**TEXT PASSAGE**.
________________________

January is the designated as the Cervical Cancer Awareness Month by the U.S. Congress. It is estimated that 20 million Americans currently carry the Human Papillomavirus (HPV), the most common sexually transmitted virus that leads to cervical cancer.
The American Cancer Society is more conservative in its estimates for 2013, stating the identification of 12,340 cases of invasive cervical cancer and death of 4,030 women from cervical cancer.
Cervical cancer is said to occur in midlife and is not common among young women. It does occur even in women below 20 years of age. Besides, many older women do not seem to realize that they are susceptible to developing the cancer as they age as more than 20 percent of cases are found in women over 65.
Studies seem to indicate that Hispanic women are more prone to cervical cancer and they seem to have poor access to family planning services, the Huffington Post has reported, adding nearly 37 percent are uninsured.
The Hispanics are followed by African-Americans, Asians and Pacific Islanders and whites in that order. The American Cancer Society notes that American Indians and Alaskan natives seem to have the lowest risk of cervical cancer in the U.S.
At present, the Pap test is advocated to detect pre-cancerous cells and cancerous cells in the cervix. It is not recommended for women below 21 years. For those between 21 and 29 years, it is recommended annually or one to three years based on medical history, Dow Jones Local Media Group has reported.
For women in the age group 30 to 65 years, the current recommendation advocates Pap test every five years while physical examination, including internal examination, is also advocated annually.
There is also an HPV vaccination program that is recommended for 11- and 12-year-old girls. It is recommended for women in the age group of 13 to 26 years. Some experts aver that it can be taken by girls beginning at age nine.
According to the Centers For Disease Control, there are over 40 different strains of HPV that also include the ones that affect the throat and mouth.
In addition to having HPV, other factors that may increase chances of contracting cervical cancer are smoking, having HIV and using birth control pills for a long time or having given birth to three or more children.
The Guardian, the Wright State University's campus newspaper, states that once diagnosed with cervical cancer, patients need to ask for reference to a gynecologic oncologist, who will frame the treatment plan.
Cervical cancer can go undetected until the later stages. And for women diagnosed with cancer, a colonoscopy or a cervical biopsy may be advised to study the cervix closely.

________________________

**LISTED ENTRIES**.
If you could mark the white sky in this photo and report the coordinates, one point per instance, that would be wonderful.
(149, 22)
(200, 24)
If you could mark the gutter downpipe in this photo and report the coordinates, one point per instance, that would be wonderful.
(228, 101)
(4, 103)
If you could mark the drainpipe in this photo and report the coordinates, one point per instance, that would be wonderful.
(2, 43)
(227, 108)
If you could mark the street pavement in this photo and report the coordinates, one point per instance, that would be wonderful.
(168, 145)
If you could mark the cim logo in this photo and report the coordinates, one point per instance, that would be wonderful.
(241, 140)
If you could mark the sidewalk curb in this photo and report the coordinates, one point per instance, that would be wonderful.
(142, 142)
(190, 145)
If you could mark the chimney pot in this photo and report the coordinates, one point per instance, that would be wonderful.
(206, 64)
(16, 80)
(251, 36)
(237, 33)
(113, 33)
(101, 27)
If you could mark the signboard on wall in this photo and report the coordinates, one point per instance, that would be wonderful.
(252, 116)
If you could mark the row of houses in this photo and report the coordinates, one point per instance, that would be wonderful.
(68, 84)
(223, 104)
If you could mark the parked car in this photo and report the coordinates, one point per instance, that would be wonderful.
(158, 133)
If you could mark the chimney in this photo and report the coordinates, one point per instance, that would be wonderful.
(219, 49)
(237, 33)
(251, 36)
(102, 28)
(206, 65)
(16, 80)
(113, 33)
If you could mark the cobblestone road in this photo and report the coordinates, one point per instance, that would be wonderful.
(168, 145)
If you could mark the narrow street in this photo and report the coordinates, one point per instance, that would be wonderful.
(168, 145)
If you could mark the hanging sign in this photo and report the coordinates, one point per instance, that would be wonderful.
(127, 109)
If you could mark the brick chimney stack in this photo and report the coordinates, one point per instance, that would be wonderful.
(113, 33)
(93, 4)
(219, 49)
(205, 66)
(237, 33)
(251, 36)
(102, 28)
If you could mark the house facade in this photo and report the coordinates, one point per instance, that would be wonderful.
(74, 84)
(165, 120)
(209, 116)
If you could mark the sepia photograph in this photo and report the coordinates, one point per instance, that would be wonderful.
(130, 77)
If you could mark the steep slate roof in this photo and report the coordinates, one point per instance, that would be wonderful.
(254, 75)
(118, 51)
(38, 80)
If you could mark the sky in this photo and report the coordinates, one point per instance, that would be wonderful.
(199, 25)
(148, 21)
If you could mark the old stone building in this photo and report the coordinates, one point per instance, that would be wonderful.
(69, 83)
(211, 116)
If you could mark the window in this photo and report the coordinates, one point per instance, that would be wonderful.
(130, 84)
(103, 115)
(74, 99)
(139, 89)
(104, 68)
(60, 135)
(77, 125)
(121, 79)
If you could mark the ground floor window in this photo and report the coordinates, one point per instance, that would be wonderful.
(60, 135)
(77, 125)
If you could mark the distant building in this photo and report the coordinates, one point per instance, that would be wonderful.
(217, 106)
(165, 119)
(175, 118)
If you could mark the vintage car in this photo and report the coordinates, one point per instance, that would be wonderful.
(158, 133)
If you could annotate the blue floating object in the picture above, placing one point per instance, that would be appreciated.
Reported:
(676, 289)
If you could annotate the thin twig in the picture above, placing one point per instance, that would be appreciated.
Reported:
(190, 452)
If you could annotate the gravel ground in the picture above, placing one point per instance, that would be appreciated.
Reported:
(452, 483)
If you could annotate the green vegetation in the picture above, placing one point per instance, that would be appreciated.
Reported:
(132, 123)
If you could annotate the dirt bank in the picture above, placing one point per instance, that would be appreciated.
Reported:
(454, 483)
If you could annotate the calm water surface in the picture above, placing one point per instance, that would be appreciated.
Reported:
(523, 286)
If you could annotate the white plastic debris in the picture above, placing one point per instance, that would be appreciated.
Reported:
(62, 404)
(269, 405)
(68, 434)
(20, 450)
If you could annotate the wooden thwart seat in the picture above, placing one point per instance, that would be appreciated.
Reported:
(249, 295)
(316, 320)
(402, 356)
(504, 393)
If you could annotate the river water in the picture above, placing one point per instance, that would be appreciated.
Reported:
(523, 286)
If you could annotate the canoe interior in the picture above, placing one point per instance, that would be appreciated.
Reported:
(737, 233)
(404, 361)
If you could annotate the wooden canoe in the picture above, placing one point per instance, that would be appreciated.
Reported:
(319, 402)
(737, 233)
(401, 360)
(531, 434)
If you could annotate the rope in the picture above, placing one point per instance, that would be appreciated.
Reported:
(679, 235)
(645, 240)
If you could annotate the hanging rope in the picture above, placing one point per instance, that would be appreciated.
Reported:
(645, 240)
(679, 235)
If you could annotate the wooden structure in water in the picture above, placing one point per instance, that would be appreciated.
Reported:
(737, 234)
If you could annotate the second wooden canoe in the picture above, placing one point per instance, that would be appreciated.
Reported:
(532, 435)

________________________

**CHECK YOUR UNDERSTANDING**.
• 1. According to the cervical cancer article, which groups seem to have the lowest risk of cervical cancer in the U.S.?
• 2. Write out the passage of the cervical cancer article from "The Guardian, the" up to and including "the cervix closely.".
• 3. Summarize the cervical cancer article in three sentences.
Answer using only the cervical cancer article.

**SOLUTION LIST**.
• 1. American Indians and Alaskan natives.

• 2.
The Guardian, the Wright State University's campus newspaper, states that once diagnosed with cervical cancer, patients need to ask for reference to a gynecologic oncologist, who will frame the treatment plan.
Cervical cancer can go undetected until the later stages. And for women diagnosed with cancer, a colonoscopy or a cervical biopsy may be advised to study the cervix closely.

• 3. January is Cervical Cancer Awareness Month, and an estimated 20 million Americans carry HPV, the most common sexually transmitted virus that leads to cervical cancer. Cervical cancer is said to occur in midlife but also appears in women below 20 and over 65, and Hispanic women seem more prone to it, while smoking, HIV, long-term birth control pill use and having given birth to three or more children may also raise the chances. The Pap test is advocated to detect pre-cancerous and cancerous cells, an HPV vaccine is recommended for girls and young women, and those diagnosed need to ask for reference to a gynecologic oncologist.